▸ WHAT YOU ARE ASKED TO DO: Among the lines of the records below, count those with the word "tree". Reply with that number alone.

::: ENTRIES SHOWN :::

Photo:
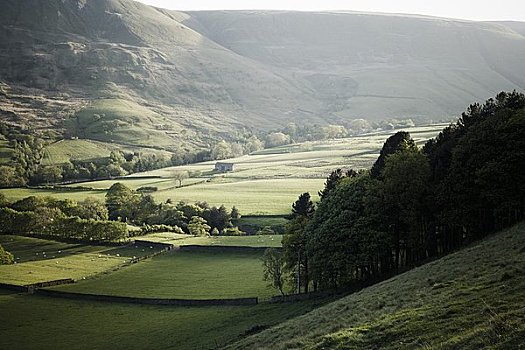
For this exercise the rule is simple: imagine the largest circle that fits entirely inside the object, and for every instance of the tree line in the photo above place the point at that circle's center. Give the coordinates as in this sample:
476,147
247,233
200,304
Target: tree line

:::

▸ TASK ANSWER: 2